Sources close to the company last night said they expected Mr O'Neill, who has been with the Australian surfwear company for more than 20 years, to be removed as CEO in the face of declining sales and rising debt.

Billabong chairman Ted Kunkel said last night: "I categorically deny the suggestion."

A soaring Australian dollar and slumping retail sales in the key markets of Europe and the US have compounded Billabong's woes.

That has severely affected the company's share price, and in particular the wealth of founder and major shareholder Gordon Merchant. Mr Merchant founded Billabong on the kitchen table of his Gold Coast house 40 years ago.

After reaching a high of $13.17 a share in 2008, Billabong yesterday closed at $1.845 a share.

Mr Merchant, who owns more than 13 per cent of Billabong, has seen his personal fortune slump from more than $900 million in 2007 to less than $300 million. In the past six months, his shares in Billabong have fallen by more than $135 million in value.

Sources said Mr Merchant had been a long-term supporter of Mr ONeill, who was appointed CEO in 2003 after a decade in senior roles with the company. But, they said, recent troubles meant it was time for change at the top.

There has also been speculation since Christmas that Mr Merchant would move to regain day-to-day control of the company.

Since 2008 Billabong has increased the number of company-owned outlets from 380 to 639 in 60 countries.

According to sources close to the board, it was Mr O'Neill's decision to move from a mere supplier of surfwear and fashion goods to a vertically integrated company with its own network of stores.

It was a strategy approved by the board and Mr Merchant, who remains a director of the company.

When earnings were downgraded just before Christmas, the share price collapsed from $4 to $2.02, wiping more than $400 million from the company's value.

Billabong pointed to a rapidly deteriorating sales performance across all its markets as a reason for the downgrade.

It is now one of the most shorted stocks on the Australian Securities Exchange. The company has not responded to published reports of rumours that it may breach its debt covenant.
·····
TASK SET »
A) In the Billabong article, what was the company's highest share price in 2008?
B) From the Billabong article, write out everything from "That has severely" down to "at $1.845 a share.".
C) Name every person mentioned in the Billabong article.

Extracted data entries:
·····
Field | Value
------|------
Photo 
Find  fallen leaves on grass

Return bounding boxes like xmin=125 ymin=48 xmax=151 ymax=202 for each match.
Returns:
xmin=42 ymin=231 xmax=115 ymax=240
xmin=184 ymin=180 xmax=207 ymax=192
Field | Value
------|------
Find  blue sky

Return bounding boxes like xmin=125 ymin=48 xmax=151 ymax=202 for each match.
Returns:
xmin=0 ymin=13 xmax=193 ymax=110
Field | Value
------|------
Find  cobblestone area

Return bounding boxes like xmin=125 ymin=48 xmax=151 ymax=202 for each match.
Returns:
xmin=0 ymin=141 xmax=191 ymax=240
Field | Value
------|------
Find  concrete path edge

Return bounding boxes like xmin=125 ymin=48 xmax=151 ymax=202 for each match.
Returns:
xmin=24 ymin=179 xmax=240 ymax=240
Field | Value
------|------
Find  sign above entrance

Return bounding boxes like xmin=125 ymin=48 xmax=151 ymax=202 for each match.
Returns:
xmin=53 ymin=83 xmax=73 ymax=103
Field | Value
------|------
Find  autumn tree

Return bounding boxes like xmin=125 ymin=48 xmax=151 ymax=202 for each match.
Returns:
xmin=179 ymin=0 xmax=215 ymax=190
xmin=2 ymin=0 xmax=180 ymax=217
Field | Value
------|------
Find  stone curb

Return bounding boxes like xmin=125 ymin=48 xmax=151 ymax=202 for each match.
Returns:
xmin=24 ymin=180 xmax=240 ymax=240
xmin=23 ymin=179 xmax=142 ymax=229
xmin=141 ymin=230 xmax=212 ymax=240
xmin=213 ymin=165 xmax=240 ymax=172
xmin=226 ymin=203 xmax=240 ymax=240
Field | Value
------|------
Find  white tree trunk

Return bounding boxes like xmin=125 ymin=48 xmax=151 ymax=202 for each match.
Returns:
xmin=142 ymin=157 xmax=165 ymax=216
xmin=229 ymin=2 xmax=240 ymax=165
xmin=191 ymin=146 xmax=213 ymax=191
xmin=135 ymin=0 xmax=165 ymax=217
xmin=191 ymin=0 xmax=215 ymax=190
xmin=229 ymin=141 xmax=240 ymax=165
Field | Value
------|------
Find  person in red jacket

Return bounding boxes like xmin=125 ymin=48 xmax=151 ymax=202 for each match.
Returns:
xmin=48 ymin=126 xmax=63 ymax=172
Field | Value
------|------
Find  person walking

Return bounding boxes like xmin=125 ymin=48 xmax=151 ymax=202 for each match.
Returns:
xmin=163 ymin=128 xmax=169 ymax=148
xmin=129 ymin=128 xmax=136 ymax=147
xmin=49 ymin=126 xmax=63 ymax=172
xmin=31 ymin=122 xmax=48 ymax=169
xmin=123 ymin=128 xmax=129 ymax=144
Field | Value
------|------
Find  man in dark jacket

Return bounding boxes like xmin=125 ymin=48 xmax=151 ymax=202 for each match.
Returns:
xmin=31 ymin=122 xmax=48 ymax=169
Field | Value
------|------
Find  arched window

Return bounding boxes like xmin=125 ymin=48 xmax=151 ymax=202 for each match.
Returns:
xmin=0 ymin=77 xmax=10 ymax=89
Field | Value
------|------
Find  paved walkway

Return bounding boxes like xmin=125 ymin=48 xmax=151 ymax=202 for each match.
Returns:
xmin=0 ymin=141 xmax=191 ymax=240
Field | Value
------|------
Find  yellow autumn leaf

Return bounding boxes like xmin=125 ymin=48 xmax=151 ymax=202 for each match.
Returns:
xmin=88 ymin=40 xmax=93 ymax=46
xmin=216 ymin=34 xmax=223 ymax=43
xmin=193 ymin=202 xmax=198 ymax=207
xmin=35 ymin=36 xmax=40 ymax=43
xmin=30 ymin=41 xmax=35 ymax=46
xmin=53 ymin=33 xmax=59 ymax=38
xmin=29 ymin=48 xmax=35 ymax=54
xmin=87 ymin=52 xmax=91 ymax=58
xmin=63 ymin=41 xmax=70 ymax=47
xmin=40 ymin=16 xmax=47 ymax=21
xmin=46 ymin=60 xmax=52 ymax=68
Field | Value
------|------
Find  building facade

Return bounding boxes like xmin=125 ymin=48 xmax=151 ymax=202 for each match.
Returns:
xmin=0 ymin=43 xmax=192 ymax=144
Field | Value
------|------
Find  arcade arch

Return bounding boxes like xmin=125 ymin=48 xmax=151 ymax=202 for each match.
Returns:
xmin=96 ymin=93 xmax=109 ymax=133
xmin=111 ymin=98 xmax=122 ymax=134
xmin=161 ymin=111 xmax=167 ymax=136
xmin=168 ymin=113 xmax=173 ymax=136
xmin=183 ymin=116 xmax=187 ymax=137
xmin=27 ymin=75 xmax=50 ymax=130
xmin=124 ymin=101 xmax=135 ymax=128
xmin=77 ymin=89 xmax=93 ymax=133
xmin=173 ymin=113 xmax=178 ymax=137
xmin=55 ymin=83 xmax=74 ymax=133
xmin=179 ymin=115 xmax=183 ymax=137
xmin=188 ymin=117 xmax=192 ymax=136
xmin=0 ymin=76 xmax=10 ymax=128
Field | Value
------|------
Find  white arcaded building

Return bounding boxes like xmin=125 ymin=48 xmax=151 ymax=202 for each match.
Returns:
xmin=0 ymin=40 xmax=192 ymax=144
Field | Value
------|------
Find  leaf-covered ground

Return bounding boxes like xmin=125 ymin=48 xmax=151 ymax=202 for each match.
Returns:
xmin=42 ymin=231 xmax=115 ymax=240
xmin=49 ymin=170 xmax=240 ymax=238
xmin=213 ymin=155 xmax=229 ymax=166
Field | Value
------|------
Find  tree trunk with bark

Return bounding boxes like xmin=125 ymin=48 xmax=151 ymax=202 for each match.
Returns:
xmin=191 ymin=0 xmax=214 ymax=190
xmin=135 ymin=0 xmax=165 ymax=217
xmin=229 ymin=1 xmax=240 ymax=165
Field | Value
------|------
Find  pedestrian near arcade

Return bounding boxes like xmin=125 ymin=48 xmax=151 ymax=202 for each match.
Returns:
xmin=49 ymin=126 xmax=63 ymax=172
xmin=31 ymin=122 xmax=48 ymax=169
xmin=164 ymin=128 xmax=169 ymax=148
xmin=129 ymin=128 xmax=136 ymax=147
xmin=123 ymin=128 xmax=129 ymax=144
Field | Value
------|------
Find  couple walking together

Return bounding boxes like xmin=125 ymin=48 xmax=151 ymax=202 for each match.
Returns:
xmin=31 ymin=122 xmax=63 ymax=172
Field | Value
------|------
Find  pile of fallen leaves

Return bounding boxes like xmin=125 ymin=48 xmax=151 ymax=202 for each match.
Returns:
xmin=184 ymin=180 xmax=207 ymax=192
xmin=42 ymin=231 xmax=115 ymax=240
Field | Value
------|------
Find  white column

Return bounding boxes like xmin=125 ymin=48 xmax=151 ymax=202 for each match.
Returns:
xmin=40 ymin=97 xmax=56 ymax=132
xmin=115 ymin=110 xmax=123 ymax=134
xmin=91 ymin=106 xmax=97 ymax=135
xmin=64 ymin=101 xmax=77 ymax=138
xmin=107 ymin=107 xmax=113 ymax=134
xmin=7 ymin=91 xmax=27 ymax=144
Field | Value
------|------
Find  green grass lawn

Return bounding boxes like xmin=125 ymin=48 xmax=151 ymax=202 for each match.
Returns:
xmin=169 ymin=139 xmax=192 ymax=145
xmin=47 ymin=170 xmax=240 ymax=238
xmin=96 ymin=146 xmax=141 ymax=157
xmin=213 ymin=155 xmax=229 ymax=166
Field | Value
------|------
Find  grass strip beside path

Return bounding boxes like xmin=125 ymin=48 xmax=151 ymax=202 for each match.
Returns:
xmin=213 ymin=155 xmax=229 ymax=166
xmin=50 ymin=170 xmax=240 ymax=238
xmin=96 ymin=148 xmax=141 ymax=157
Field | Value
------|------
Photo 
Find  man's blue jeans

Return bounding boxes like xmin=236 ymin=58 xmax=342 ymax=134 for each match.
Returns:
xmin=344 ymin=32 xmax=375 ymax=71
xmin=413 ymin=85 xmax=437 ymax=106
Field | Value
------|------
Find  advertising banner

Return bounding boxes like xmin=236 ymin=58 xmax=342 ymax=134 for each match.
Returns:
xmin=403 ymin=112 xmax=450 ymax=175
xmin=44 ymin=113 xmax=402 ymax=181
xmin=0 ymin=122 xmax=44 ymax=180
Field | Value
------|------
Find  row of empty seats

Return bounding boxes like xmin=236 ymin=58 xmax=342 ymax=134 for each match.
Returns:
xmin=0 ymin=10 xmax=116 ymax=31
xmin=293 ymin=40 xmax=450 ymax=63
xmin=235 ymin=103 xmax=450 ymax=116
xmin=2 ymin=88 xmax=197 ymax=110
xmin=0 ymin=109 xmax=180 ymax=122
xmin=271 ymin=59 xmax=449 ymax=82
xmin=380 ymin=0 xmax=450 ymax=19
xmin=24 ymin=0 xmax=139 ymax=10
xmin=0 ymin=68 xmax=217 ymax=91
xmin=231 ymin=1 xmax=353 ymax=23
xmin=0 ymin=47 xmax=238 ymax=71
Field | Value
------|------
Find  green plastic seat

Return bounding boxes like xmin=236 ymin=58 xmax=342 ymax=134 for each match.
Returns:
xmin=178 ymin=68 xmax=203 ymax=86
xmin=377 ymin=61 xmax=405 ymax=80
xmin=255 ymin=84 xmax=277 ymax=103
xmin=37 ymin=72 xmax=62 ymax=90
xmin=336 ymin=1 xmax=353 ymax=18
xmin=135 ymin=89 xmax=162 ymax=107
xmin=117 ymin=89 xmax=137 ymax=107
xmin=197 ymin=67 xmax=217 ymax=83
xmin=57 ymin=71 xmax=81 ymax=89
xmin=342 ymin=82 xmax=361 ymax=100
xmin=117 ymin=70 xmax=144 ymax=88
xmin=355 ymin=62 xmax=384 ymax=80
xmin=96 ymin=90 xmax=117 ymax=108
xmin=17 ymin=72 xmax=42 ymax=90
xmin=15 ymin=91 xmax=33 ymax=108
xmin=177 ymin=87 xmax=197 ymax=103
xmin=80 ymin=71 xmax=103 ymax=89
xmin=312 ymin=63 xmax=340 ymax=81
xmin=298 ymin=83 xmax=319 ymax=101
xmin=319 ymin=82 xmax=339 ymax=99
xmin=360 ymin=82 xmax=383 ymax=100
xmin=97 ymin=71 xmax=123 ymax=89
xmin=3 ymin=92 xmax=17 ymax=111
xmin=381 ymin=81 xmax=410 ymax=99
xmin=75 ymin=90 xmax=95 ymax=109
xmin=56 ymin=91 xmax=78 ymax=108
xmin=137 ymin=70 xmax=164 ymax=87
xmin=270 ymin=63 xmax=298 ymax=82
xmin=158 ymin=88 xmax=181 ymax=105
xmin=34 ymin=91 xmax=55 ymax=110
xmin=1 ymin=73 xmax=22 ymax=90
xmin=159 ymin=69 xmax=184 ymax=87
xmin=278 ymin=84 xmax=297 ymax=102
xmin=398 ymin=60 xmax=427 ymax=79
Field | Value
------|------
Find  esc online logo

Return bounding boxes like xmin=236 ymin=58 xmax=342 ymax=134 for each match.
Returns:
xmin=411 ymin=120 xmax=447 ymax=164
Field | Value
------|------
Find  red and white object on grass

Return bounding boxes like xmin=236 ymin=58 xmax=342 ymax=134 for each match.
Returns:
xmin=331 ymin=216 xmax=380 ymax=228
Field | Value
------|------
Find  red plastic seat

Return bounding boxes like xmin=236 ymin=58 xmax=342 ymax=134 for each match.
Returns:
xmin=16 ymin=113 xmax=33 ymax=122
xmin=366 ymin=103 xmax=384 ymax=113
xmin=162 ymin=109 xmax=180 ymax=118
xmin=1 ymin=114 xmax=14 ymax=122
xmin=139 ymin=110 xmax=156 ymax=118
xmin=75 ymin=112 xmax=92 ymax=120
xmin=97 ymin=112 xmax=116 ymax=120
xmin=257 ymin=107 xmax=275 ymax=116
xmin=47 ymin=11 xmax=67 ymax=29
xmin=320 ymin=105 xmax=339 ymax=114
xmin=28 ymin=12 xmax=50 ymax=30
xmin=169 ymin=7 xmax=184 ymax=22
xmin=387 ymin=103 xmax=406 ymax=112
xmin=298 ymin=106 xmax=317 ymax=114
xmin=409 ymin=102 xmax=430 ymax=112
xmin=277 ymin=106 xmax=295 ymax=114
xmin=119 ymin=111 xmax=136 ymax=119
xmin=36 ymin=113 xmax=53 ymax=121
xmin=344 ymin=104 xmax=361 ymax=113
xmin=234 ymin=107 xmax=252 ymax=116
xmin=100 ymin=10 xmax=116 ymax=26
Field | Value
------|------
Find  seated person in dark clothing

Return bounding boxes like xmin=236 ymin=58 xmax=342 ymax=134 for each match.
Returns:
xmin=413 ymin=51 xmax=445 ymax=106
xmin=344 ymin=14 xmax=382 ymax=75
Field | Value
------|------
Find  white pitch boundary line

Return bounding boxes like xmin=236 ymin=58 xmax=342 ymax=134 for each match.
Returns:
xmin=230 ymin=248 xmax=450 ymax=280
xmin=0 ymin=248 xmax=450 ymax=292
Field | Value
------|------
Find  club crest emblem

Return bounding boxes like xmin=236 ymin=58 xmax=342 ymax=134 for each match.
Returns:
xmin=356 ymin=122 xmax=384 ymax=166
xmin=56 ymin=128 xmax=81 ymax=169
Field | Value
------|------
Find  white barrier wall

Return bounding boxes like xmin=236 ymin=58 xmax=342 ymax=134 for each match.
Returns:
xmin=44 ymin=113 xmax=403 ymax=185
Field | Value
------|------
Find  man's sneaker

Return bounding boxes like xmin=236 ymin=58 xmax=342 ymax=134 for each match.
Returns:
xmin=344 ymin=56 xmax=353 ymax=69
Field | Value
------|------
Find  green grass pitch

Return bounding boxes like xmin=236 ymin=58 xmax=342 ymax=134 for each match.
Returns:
·····
TASK-BY-TASK OUTPUTS »
A) $13.17 a share

B)
That has severely affected the company's share price, and in particular the wealth of founder and major shareholder Gordon Merchant. Mr Merchant founded Billabong on the kitchen table of his Gold Coast house 40 years ago.

After reaching a high of $13.17 a share in 2008, Billabong yesterday closed at $1.845 a share.

C) Mr O'Neill, Ted Kunkel, Gordon Merchant